(Saved entries)
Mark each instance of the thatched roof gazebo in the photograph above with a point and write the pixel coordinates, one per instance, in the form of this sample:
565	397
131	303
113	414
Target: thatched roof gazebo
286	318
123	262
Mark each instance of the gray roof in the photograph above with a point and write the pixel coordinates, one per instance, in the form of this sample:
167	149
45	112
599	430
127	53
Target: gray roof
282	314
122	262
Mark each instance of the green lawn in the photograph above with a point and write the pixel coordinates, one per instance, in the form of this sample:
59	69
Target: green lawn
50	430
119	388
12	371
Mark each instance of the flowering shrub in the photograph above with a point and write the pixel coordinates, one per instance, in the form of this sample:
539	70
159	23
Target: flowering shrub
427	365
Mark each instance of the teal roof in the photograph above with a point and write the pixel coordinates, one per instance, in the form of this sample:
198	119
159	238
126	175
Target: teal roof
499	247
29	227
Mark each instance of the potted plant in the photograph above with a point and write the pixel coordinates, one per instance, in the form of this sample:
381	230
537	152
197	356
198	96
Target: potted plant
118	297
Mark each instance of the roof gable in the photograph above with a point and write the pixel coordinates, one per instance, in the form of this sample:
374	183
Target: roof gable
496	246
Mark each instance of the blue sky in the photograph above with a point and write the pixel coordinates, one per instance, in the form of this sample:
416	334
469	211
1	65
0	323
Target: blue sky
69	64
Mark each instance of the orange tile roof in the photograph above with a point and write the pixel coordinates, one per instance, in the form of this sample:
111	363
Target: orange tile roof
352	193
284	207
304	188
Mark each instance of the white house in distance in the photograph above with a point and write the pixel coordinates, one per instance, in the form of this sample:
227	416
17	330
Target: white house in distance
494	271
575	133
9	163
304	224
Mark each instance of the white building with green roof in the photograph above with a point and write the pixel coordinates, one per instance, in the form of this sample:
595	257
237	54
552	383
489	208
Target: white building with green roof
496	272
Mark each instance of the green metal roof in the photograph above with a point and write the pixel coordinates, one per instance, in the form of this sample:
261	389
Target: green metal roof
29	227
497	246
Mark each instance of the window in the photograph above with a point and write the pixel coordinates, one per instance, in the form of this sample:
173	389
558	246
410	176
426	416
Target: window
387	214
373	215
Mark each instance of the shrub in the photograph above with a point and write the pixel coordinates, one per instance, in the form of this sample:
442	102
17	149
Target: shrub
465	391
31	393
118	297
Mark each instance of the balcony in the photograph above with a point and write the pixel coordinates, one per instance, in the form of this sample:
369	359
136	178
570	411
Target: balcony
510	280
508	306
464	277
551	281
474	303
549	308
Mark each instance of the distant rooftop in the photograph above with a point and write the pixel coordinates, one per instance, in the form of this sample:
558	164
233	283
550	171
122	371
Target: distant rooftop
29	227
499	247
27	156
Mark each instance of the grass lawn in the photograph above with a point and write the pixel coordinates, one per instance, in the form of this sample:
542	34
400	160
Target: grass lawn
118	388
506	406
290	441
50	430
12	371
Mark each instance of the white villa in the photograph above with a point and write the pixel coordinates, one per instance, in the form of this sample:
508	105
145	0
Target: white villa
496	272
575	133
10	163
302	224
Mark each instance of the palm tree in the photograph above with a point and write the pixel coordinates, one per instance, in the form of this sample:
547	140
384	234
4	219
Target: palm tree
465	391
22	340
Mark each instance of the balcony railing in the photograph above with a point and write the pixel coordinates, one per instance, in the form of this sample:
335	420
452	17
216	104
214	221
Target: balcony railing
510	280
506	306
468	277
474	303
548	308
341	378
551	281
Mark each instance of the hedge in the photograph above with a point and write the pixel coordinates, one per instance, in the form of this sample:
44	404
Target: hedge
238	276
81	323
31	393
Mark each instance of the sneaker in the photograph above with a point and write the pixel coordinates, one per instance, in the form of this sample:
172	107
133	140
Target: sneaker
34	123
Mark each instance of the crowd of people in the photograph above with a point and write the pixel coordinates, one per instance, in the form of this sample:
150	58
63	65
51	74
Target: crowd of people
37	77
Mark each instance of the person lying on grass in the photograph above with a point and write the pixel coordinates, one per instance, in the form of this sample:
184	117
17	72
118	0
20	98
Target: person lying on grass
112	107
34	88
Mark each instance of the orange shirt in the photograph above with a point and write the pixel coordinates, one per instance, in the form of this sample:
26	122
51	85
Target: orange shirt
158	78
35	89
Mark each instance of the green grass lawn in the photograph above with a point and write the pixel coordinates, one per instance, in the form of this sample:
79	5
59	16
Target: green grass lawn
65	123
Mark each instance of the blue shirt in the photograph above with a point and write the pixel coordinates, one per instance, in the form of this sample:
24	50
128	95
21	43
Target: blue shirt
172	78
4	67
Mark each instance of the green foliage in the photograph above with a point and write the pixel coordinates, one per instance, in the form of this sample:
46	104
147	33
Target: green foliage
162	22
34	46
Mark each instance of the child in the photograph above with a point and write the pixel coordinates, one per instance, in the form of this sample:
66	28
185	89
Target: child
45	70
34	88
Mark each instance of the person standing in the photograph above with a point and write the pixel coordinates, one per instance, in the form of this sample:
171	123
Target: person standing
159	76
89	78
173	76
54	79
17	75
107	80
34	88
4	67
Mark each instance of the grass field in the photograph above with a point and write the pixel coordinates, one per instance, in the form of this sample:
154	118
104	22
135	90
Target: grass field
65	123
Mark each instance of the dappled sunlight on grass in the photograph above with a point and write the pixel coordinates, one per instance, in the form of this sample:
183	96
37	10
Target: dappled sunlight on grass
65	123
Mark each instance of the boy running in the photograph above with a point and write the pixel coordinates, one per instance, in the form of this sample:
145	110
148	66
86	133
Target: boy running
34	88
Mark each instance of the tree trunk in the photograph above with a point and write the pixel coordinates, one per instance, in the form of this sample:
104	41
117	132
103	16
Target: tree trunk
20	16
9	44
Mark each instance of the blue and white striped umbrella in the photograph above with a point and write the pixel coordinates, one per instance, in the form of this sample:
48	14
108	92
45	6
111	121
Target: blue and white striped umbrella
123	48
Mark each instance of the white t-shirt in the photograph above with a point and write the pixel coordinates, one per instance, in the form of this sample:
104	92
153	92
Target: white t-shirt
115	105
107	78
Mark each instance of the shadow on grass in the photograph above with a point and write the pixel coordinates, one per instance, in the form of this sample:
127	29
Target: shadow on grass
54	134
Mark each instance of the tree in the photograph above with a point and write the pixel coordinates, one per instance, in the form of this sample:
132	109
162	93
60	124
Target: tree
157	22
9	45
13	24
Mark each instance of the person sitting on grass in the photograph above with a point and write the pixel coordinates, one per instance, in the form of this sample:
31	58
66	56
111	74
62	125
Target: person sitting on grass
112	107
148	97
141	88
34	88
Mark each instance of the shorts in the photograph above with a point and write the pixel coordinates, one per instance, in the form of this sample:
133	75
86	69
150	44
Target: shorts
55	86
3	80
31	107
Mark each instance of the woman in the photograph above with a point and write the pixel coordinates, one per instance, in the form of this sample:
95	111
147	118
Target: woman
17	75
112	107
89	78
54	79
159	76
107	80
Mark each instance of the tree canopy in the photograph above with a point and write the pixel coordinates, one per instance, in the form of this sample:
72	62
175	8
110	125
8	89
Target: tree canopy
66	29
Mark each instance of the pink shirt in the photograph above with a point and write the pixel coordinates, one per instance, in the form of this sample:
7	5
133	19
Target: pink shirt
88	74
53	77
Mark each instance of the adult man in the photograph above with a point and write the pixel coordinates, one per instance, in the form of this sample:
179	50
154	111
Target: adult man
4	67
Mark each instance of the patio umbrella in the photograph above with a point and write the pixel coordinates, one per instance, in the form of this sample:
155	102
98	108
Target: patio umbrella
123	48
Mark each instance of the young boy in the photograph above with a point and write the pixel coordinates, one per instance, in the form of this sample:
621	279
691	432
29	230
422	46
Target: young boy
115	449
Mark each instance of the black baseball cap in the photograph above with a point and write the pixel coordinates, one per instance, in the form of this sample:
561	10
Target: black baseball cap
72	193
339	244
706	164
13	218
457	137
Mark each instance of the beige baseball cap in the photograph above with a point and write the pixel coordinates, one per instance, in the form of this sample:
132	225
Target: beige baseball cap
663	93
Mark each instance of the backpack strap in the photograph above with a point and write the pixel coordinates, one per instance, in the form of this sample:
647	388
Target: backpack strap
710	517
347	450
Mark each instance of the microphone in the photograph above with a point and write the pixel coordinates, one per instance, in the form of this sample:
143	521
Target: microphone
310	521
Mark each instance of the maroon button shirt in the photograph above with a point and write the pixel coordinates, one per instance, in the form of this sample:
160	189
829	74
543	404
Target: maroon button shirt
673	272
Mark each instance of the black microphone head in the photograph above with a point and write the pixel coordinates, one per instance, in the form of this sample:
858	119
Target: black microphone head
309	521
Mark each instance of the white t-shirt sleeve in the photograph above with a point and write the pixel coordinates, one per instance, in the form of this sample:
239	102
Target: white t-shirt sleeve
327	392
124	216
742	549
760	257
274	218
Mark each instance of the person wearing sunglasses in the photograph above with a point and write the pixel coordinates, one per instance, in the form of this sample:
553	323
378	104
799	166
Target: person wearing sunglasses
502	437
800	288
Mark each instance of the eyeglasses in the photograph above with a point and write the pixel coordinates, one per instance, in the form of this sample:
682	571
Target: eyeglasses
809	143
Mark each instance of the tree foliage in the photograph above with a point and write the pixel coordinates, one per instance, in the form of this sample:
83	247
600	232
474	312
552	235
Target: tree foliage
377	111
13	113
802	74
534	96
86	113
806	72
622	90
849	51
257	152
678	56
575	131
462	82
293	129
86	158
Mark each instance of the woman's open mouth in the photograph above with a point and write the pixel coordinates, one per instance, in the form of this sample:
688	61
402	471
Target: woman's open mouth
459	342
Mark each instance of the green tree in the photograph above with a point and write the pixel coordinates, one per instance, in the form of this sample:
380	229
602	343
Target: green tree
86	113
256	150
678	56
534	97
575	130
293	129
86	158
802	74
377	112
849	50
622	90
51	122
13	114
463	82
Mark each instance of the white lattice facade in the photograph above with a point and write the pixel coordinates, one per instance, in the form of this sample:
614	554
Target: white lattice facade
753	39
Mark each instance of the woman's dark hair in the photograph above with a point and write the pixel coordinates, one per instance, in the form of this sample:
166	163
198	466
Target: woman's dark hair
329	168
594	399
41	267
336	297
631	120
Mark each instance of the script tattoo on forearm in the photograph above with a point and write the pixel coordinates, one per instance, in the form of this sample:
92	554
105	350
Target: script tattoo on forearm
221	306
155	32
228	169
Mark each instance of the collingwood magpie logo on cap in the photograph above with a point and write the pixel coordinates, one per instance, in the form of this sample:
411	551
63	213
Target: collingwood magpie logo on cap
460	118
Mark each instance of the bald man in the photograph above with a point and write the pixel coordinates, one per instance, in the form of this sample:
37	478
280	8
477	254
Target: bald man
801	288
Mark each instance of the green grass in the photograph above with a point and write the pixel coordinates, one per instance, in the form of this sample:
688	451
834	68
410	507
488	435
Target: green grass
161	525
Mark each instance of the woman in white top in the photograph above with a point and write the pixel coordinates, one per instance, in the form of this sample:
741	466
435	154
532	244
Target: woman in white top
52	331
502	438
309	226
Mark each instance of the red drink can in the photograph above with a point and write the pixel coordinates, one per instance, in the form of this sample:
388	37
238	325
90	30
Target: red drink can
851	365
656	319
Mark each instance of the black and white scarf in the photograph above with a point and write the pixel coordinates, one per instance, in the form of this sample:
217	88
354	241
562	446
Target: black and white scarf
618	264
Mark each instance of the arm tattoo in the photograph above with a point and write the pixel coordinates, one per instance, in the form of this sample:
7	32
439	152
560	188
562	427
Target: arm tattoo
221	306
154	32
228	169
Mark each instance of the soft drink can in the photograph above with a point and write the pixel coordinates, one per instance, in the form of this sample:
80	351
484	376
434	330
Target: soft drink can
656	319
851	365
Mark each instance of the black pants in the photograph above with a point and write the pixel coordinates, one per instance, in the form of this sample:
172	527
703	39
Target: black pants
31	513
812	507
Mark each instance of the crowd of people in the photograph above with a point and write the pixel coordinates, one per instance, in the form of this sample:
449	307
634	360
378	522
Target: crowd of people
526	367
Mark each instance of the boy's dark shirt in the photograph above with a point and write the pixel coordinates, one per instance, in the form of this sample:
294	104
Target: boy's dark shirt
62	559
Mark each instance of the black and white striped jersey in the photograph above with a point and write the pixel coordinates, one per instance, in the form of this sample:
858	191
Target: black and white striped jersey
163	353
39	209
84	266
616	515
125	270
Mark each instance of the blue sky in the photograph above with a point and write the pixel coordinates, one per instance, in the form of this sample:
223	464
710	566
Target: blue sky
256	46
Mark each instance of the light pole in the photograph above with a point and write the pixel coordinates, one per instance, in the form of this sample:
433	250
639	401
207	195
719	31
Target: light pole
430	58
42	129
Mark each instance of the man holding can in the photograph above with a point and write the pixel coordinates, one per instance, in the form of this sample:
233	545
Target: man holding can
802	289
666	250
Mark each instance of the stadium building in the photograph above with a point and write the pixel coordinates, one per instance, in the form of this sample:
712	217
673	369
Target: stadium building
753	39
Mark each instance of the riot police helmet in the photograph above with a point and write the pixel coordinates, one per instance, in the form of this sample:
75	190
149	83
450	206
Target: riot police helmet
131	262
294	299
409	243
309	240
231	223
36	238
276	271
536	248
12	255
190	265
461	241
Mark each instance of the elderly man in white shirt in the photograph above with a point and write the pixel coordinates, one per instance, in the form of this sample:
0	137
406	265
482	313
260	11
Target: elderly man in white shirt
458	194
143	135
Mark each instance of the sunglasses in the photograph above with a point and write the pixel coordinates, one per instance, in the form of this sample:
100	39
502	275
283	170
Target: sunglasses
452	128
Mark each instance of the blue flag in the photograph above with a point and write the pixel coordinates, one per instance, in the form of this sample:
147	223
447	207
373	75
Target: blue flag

To do: Please output the exact lines of the records above, beginning with the first and stopping after the line that holds "Mark each instance of the green lawn", and nothing else.

Task response:
Mark each instance of the thatched roof gazebo in the photograph above with a point and write the pixel coordinates, one per instance, in the form of this sample:
565	397
131	303
113	414
Target: thatched roof gazebo
286	318
123	262
Mark each instance of the gray roof in the photograph above with a point and write the pixel coordinates, one per instance, in the form of this sample:
167	149
45	112
599	430
127	53
Target: gray roof
282	314
122	262
Mark each instance of the green lawn in the photograph above with a point and write the pixel coordinates, one per instance, in the form of this sample:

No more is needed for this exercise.